* **ABOUT THIS TASK**
Repeat each line of the material exactly.

* **INFORMATION PROVIDED**
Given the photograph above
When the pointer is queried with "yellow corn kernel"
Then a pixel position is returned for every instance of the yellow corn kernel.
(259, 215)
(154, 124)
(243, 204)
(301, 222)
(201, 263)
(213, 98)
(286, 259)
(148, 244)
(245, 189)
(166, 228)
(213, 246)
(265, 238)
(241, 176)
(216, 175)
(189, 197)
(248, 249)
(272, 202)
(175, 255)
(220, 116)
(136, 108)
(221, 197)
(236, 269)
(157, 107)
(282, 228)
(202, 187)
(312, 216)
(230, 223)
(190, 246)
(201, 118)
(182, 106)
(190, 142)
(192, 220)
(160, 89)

* **EXERCISE RESPONSE**
Given the photograph above
When the pointer is queried with "yellow corn kernel"
Then a pixel position is returned for every instance of the yellow corn kernel.
(259, 215)
(154, 124)
(243, 204)
(301, 222)
(201, 263)
(213, 98)
(286, 259)
(148, 244)
(245, 189)
(166, 228)
(213, 246)
(265, 238)
(241, 176)
(216, 175)
(189, 197)
(248, 249)
(272, 202)
(175, 255)
(220, 116)
(136, 108)
(221, 197)
(236, 269)
(157, 107)
(282, 228)
(202, 187)
(312, 216)
(230, 223)
(190, 246)
(201, 118)
(182, 106)
(190, 142)
(192, 220)
(160, 89)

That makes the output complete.